**TO DO**
a) Print the stretch of the message about find, xargs and sort from "Whenever your sample" through "or anything else.".
b) According to the message about find, xargs and sort, what does the issue stem from?
c) Go on with the message about find, xargs and sort, starting after its last sentence.

On 29.11.2021 06:01,
hongy...@gmail.com wrote:
>>
>> I.e. "find -exec sort" or "find | xargs sort" _both_ *have* that
>> issue.
>>
>> "find -exec cat | sort" or "find | xargs cat | sort" *don't* have
>> that issue.
>
> Wonderful explanation, which hits the flaw of my knowledge. But I
> still want to know what is the probability that this problem will
> occur.
It's not so much a question about the probability but rather about
the reliability of a construct.
> OTOH, I think this problem is, to some extent, related to the
> following values:
>
> $ xargs --show-limits
> [...]
The issue stems from the fact of a limited exec-buffer size and
that [shell-external] commands will operate on that limited buffer.
Whenever your sample size - actually the argument list size - will
exceed that limit the outcome is unreliable and depends on the data
used; it may work in 10 cases and fail in 100, or vice versa, it
may work for all your application cases (because you are operating
only on toy data), or it may always fail (because you are working
with huge amounts of scientific data), or anything else.

**STORED ROWS**
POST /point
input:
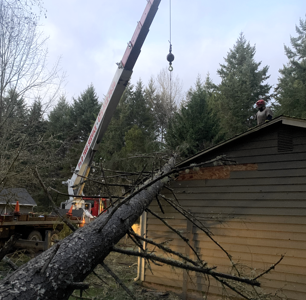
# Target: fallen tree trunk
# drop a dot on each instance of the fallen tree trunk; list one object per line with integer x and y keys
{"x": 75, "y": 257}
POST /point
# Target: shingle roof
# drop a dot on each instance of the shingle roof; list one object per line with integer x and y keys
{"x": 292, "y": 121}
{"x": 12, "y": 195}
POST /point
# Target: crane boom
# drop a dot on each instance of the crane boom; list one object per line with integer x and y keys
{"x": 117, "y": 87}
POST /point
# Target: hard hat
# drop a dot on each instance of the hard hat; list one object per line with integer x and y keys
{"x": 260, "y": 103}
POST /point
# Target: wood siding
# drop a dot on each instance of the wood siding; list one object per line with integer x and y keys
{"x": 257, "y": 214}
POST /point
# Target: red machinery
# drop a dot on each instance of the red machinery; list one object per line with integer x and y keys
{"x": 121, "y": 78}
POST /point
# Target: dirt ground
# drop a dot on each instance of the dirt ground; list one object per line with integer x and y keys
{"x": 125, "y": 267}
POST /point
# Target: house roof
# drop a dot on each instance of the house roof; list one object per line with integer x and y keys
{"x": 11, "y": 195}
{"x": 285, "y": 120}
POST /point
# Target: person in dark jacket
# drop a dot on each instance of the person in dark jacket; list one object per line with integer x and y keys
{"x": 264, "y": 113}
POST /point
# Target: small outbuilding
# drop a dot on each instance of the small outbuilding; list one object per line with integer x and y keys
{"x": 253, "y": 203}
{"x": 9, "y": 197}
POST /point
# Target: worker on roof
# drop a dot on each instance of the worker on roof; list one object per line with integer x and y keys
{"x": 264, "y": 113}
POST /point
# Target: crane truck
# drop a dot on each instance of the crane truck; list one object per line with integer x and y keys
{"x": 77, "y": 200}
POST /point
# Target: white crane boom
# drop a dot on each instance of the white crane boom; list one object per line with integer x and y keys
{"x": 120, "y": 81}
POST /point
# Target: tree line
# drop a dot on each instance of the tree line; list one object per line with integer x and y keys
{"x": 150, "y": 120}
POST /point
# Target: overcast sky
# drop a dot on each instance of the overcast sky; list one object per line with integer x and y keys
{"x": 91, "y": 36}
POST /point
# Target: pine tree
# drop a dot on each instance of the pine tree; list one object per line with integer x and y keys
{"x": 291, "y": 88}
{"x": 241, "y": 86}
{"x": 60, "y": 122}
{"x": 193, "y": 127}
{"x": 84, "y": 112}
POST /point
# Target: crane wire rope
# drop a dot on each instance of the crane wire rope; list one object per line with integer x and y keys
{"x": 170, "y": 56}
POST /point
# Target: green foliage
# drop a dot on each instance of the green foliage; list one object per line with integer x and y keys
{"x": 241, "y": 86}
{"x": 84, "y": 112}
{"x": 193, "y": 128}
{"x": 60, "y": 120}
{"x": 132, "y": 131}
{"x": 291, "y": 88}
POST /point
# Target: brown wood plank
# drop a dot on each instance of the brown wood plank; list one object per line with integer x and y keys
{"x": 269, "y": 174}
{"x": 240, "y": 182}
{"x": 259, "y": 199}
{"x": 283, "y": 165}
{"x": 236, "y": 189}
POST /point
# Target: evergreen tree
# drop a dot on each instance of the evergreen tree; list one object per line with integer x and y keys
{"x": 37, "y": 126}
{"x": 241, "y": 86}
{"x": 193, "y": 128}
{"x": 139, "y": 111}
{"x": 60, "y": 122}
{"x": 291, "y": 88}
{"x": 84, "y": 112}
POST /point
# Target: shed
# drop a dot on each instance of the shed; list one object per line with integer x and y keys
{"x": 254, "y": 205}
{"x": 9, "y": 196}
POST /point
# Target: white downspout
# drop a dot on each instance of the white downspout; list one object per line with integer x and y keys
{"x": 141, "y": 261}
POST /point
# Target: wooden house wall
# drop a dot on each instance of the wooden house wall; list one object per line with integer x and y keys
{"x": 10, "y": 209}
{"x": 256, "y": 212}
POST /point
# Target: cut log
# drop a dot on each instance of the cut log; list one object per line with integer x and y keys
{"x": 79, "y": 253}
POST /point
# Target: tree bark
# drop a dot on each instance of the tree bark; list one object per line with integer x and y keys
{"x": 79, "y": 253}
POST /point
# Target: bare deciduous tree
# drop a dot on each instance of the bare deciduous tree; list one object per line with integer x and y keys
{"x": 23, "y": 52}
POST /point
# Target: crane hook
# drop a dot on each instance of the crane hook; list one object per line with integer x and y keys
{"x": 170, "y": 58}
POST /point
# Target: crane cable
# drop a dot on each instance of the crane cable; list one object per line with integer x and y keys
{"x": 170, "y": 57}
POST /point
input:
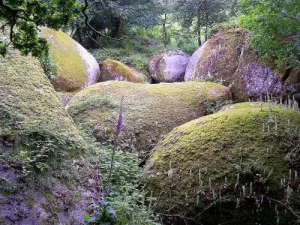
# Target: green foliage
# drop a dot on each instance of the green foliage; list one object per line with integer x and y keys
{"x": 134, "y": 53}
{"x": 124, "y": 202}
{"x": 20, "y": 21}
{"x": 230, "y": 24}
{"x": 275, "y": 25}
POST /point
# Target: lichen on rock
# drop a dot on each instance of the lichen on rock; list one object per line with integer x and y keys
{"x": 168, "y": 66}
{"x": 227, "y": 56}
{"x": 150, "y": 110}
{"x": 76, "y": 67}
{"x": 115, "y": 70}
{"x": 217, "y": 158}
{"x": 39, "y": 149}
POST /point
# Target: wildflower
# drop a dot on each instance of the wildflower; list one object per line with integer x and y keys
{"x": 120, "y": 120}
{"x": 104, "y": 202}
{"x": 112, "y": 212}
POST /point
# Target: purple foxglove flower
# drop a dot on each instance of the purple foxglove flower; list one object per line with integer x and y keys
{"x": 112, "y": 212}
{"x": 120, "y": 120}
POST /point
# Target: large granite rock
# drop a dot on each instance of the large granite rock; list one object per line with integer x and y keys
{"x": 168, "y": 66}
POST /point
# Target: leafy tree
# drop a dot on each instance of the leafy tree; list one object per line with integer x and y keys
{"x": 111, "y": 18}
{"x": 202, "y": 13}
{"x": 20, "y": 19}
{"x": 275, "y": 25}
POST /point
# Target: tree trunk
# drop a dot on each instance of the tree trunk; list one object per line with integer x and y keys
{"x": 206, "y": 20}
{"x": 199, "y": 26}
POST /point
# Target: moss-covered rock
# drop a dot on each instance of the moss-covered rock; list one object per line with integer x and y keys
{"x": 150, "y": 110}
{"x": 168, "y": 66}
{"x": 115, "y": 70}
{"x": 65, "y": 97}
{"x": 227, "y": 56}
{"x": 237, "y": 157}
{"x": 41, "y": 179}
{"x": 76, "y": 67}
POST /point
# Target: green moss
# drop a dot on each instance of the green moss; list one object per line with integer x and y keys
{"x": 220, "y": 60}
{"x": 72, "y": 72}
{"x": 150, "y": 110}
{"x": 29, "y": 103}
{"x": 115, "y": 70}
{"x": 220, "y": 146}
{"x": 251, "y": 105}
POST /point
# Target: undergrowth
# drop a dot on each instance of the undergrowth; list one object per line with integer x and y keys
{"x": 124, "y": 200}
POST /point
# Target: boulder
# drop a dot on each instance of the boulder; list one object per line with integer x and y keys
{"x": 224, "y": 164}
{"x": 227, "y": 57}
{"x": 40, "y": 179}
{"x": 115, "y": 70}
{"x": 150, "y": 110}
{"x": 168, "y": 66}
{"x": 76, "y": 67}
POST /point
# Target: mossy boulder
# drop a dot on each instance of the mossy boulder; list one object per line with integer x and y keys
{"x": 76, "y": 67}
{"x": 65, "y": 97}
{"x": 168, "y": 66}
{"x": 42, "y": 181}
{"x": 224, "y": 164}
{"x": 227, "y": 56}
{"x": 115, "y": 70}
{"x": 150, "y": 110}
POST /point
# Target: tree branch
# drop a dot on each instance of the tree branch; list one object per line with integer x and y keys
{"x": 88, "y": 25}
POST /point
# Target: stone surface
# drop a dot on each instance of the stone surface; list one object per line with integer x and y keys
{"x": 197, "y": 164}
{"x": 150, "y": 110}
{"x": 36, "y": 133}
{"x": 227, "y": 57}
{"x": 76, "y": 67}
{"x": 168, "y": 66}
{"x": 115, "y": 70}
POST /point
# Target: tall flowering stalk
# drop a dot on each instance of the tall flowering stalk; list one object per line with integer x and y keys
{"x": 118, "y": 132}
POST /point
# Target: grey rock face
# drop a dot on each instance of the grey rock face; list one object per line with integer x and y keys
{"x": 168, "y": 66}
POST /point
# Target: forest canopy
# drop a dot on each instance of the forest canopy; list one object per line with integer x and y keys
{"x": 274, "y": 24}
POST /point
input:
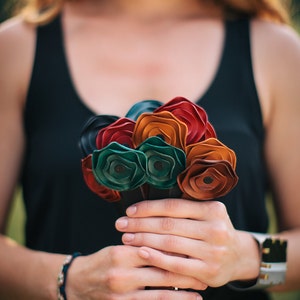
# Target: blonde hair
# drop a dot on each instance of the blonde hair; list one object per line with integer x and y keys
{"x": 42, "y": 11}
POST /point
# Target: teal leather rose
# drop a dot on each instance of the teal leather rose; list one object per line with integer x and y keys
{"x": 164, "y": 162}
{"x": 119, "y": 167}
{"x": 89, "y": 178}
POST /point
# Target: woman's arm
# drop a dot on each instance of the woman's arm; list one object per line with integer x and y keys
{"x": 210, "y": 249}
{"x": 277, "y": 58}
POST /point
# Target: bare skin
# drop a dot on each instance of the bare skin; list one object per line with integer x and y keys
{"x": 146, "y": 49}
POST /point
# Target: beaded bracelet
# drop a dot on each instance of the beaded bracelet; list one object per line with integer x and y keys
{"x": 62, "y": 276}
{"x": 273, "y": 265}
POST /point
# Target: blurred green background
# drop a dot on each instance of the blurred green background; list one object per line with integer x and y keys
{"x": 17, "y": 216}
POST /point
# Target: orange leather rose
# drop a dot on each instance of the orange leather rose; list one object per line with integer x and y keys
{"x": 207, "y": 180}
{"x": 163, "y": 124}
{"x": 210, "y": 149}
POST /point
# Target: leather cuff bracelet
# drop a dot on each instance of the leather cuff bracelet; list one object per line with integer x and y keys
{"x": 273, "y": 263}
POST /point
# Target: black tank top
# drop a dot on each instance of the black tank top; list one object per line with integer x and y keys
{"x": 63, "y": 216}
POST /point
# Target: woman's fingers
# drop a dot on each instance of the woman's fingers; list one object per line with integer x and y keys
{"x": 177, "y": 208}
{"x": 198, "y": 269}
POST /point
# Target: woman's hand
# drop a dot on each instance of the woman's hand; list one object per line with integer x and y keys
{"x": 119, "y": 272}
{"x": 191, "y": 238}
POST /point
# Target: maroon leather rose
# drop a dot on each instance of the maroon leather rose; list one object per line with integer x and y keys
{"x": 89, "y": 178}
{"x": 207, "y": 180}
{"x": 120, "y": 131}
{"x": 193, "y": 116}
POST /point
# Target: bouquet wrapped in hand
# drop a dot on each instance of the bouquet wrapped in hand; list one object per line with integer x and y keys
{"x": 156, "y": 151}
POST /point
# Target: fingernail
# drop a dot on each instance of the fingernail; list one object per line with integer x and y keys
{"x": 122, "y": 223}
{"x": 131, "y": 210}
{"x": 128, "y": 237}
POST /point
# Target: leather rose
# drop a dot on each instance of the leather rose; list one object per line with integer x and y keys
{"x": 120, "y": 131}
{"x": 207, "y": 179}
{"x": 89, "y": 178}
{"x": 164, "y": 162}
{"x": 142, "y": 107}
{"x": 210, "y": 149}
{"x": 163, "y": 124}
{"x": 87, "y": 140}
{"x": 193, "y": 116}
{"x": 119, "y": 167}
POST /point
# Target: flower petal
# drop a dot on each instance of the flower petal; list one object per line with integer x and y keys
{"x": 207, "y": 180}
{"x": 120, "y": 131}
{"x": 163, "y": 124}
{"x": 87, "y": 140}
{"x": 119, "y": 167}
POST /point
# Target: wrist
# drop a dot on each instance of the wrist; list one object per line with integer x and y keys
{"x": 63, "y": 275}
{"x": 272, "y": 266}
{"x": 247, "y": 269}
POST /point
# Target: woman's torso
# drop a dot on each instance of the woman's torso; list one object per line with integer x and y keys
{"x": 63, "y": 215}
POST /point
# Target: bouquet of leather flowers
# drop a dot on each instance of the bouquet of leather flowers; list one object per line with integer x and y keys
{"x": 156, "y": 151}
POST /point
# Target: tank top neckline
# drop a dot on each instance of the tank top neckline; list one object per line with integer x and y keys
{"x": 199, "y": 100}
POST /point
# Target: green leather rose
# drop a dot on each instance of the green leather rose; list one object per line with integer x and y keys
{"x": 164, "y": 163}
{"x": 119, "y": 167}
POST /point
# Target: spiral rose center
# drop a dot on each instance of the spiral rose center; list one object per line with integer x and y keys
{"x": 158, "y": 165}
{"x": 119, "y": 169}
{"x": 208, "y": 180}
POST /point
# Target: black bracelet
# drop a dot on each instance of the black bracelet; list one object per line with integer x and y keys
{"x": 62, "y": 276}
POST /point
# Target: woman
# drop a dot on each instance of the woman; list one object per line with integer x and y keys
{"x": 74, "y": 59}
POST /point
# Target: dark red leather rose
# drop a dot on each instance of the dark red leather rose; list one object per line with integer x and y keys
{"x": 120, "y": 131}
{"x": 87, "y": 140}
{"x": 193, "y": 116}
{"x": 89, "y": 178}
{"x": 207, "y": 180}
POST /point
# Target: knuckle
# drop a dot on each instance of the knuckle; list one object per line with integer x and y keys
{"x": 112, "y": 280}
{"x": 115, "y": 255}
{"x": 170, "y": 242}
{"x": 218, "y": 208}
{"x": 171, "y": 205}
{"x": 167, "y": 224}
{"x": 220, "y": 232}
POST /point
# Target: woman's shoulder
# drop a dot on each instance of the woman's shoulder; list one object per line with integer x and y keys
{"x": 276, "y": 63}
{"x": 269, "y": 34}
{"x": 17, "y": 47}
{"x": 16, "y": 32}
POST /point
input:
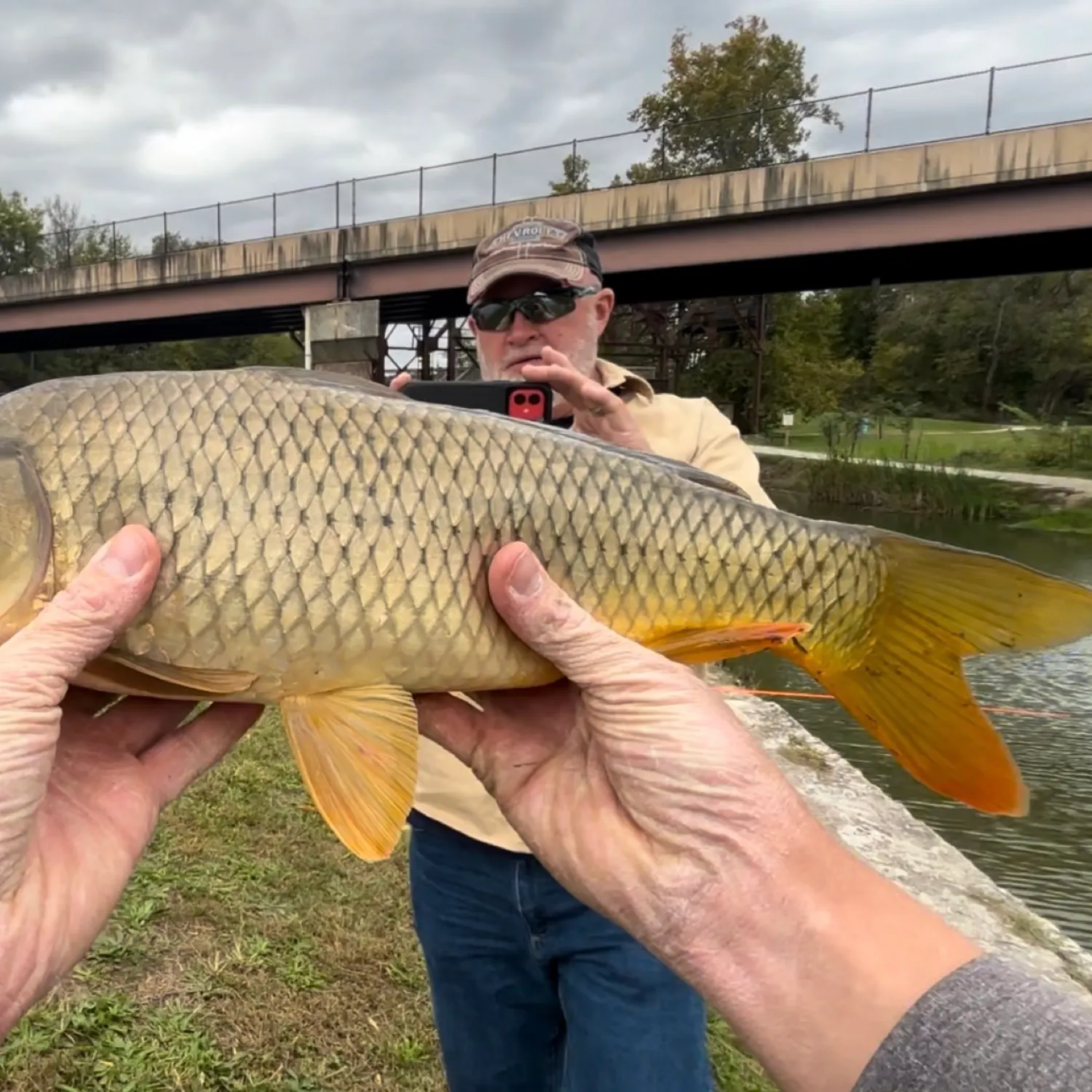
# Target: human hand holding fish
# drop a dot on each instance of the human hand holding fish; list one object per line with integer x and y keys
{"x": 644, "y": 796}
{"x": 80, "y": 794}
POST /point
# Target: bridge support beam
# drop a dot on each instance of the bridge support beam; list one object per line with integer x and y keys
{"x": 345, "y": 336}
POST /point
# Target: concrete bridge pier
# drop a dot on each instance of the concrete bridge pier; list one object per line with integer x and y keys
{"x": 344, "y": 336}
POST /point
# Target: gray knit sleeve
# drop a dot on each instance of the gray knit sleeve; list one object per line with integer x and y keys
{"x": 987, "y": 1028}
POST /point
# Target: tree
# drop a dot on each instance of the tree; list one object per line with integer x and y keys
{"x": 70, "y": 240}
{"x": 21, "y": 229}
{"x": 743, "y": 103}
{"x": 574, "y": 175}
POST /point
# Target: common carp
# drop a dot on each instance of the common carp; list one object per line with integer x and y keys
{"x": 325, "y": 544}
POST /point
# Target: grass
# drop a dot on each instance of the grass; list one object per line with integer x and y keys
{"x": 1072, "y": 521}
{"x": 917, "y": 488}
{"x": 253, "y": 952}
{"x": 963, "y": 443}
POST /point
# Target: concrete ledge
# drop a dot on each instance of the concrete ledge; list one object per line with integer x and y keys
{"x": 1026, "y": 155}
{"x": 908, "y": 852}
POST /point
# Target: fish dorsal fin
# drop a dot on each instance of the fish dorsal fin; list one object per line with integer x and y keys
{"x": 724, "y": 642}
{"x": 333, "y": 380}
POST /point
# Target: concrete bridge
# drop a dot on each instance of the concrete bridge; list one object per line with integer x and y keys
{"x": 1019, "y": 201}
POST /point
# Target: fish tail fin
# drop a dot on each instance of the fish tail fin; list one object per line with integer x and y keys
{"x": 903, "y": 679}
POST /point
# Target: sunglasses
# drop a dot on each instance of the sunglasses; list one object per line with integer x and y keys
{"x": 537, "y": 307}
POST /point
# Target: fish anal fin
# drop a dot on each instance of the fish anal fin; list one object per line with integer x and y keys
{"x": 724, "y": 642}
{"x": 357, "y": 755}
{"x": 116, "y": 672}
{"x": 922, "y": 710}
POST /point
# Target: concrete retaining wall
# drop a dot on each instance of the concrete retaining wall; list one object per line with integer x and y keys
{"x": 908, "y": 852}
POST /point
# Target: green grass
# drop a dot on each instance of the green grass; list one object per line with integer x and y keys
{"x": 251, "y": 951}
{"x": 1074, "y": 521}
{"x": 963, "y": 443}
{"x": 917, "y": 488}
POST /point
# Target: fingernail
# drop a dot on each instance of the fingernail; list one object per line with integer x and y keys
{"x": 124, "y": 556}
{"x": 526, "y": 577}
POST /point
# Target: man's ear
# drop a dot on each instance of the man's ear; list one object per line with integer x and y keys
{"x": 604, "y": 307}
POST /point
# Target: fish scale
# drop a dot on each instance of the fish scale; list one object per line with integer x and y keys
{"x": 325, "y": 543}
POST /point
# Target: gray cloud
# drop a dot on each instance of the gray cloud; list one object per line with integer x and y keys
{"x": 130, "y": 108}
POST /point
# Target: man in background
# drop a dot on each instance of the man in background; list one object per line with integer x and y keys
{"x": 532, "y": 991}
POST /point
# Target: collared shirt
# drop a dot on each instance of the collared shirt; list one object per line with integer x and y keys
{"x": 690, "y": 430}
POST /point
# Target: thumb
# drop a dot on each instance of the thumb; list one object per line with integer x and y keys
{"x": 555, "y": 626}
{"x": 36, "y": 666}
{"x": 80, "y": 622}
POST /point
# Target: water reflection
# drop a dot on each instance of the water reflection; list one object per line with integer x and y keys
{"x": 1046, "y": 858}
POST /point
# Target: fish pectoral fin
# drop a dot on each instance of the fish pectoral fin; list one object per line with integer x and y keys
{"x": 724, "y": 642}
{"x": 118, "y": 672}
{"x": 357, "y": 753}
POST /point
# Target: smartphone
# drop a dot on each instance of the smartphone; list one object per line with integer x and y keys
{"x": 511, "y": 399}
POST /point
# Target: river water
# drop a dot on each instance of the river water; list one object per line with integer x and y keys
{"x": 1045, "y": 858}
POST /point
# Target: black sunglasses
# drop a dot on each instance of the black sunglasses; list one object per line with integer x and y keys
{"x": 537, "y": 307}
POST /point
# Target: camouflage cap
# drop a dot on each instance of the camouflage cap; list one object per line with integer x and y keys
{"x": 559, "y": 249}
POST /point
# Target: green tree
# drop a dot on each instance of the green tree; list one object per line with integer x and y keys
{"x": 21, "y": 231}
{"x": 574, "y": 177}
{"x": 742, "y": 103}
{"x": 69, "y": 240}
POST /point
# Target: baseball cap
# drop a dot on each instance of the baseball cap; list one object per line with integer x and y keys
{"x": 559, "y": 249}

**REPLIES**
a)
Whenever your sample size - actually the argument list size - will
exceed that limit the outcome is unreliable and depends on the data
used; it may work in 10 cases and fail in 100, or vice versa, it
may work for all your application cases (because you are operating
only on toy data), or it may always fail (because you are working
with huge amounts of scientific data), or anything else.

b) It stems from a limited exec-buffer size and from shell-external commands operating on that limited buffer.

c)
To understand the issue it suffices to assume small values, say a
buffer-size of 15 and a few short arguments.
Say you have the file arguments A B C D ... Z and want to sort
them. Say in the buffer there's room for only 5, so that sorting
with above 'find'-based constructs will result in many calls;
sort A B C D E
sort F G H I J
...
sort Z
and the output will be the concatenation of the individual calls.
A..E will be sorted, F..J will be sorted, etc. but A..Z will not
be sorted after the concatenation of the individual sorted parts.
Very subtle errors can occur this way if one is not aware of that
fact; the result may look correct if one looks at the first few MB
of the result, but may actually be wrong.
Whether other tools (like the one mentioned below) circumvent the
exec-buffer issue must be checked - but I wouldn't expect it does.
What a tool would need to do is either the ability to see all data
in one call, or to create partly sorted data and make more sort
runs on that partly sorted data; merge-sort is an algorithm that
works that way (which had been used on sequentially operating
tape archives especially in former times).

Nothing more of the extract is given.